_Selected extract_
↓
This is always one of the more interesting categories, and one that's a bit controversial among voters. Some people seem to love it, while others proclaim that it's kind of a chore to keep track of their favorite scenes from the past year and invariably end up forgetting something awesome. As for me, I love it, although I have such a hard time ranking them that I stopped trying years ago.
Third place:
Hail, Caesar! - "Would that it were so simple." [113 points / 10 votes]
Second place:
Toni Erdmann - the team building party (warning: highly NSFW) [123 points / 10 votes]
And the Muriel goes to...
Toni Erdmann - "The Greatest Love of All" [138.5 points / 14 votes]
"Whitney Houston is an icon of pop music that established her with moving ballads about past and present love, mixing it up with dance anthems that moved generations. Her proficiency in terms of jumping and at the same time avoiding trends, establishing her own style, and is, not without reason, one of the most awarded and successful female performers of all time. Now, what does that particular amount of trivia that you can find on Wikipedia has to do with Toni Erdmann and this particular scene? Actually, a lot. Sandra Hüller, who plays the protagonist of the film, has a hard time in this film trying to see herself, her career and all her accomplishments as important in the male-centered world in which she’s moving, much like Whitney Houston had to fight a sexist and racist music industry, specially to do what she did in a landscape that was dominated by either male performers or white women, who apparently where the only ones who could do the pop sound she wanted to be.
↑
[Data records]
↓
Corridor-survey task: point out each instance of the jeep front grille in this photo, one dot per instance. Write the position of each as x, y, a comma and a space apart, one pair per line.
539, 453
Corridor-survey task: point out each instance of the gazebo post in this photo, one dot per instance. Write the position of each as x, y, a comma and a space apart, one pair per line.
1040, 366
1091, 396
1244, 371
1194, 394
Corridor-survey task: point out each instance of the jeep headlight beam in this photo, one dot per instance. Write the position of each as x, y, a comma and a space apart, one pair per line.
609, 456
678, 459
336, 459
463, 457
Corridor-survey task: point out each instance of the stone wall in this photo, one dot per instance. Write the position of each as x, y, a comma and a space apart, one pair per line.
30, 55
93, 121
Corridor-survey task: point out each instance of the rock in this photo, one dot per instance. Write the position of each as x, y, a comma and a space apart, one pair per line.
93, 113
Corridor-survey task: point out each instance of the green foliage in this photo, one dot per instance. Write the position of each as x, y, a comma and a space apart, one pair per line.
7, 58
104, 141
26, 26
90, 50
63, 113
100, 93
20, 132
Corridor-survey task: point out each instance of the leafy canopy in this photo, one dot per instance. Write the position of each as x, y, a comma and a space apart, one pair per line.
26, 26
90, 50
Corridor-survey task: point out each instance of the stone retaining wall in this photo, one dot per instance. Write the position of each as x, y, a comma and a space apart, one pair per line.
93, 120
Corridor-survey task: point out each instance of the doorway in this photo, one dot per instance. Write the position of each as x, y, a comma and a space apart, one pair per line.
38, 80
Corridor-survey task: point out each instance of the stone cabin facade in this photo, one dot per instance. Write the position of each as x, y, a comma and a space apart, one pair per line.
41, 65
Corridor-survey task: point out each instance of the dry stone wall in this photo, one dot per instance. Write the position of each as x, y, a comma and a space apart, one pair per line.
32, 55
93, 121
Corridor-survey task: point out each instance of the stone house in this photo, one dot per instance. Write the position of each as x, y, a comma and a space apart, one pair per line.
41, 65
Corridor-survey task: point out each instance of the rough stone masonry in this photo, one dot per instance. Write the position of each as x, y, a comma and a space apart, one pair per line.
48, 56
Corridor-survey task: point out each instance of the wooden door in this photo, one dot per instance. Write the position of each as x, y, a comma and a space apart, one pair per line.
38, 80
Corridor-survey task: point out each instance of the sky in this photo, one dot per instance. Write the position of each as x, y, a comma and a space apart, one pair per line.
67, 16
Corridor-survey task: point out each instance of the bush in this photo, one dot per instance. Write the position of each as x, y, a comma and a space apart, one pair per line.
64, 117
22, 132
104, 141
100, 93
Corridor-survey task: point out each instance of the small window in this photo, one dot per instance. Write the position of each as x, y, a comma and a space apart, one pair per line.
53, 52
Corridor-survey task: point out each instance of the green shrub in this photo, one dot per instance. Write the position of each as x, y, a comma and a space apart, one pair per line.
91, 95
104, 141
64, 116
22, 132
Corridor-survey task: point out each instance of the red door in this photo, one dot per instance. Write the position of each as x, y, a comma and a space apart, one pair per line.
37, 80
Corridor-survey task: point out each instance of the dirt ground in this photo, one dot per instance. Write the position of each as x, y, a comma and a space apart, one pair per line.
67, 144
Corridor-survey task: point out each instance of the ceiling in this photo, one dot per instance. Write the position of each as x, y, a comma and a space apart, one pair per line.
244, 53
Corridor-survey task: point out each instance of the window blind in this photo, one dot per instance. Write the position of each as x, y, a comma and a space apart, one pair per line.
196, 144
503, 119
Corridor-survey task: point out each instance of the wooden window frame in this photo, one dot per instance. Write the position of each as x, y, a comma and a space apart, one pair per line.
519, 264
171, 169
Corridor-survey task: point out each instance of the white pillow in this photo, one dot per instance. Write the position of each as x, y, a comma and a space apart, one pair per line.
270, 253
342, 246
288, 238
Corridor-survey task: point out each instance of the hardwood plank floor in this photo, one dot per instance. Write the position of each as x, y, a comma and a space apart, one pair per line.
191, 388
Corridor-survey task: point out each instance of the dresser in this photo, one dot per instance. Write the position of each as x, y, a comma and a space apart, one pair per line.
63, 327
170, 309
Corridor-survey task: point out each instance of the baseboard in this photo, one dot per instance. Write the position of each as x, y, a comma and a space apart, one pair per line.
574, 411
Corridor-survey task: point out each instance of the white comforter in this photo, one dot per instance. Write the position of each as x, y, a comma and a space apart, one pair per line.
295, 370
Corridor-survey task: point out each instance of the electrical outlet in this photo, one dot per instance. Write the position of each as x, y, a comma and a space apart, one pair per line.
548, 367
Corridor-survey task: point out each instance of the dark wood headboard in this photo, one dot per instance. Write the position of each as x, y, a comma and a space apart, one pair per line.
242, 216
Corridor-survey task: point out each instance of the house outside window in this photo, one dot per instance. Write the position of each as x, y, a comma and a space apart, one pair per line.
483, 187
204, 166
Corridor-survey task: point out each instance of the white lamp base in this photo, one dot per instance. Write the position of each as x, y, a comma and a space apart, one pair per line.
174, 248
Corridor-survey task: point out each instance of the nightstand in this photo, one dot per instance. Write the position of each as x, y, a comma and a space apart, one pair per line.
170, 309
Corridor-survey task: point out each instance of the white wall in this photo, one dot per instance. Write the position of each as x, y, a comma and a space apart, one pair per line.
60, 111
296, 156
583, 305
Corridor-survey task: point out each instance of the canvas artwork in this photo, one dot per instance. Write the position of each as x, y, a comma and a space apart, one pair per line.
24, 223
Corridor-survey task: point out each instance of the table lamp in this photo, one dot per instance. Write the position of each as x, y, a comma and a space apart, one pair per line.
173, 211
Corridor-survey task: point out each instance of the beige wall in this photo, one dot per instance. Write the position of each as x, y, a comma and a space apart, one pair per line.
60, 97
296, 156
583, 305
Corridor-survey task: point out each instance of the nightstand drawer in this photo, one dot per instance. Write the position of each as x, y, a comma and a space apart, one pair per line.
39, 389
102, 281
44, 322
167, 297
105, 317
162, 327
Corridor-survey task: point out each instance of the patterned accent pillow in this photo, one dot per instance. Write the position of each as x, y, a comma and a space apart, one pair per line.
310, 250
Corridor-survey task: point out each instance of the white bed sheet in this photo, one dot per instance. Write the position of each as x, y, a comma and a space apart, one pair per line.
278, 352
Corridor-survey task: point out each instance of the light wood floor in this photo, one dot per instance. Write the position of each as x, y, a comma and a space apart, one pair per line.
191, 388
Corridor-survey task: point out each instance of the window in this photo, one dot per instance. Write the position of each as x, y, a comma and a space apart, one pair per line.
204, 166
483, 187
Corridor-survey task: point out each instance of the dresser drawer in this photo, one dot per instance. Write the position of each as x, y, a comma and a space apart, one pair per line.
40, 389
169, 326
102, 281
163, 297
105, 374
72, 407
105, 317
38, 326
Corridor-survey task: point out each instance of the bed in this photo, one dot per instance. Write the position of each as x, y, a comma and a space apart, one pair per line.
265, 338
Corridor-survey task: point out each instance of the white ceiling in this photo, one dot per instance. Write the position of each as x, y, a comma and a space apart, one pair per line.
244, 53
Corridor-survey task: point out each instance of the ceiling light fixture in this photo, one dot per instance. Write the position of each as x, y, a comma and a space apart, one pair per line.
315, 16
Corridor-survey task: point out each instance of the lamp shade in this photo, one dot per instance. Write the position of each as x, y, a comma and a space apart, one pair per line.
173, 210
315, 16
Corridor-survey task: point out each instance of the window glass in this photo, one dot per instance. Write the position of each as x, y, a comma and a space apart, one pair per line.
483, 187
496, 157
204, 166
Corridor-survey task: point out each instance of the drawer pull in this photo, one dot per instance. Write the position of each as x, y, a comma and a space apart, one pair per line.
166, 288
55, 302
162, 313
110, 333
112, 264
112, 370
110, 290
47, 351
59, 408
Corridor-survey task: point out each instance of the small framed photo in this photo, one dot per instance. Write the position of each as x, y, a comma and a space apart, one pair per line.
↑
_Exercise objective_
Print the awards post on the year's standout film scenes in full, word for word.

_Output for this exercise_
This is always one of the more interesting categories, and one that's a bit controversial among voters. Some people seem to love it, while others proclaim that it's kind of a chore to keep track of their favorite scenes from the past year and invariably end up forgetting something awesome. As for me, I love it, although I have such a hard time ranking them that I stopped trying years ago.
Third place:
Hail, Caesar! - "Would that it were so simple." [113 points / 10 votes]
Second place:
Toni Erdmann - the team building party (warning: highly NSFW) [123 points / 10 votes]
And the Muriel goes to...
Toni Erdmann - "The Greatest Love of All" [138.5 points / 14 votes]
"Whitney Houston is an icon of pop music that established her with moving ballads about past and present love, mixing it up with dance anthems that moved generations. Her proficiency in terms of jumping and at the same time avoiding trends, establishing her own style, and is, not without reason, one of the most awarded and successful female performers of all time. Now, what does that particular amount of trivia that you can find on Wikipedia has to do with Toni Erdmann and this particular scene? Actually, a lot. Sandra Hüller, who plays the protagonist of the film, has a hard time in this film trying to see herself, her career and all her accomplishments as important in the male-centered world in which she’s moving, much like Whitney Houston had to fight a sexist and racist music industry, specially to do what she did in a landscape that was dominated by either male performers or white women, who apparently where the only ones who could do the pop sound she wanted to be.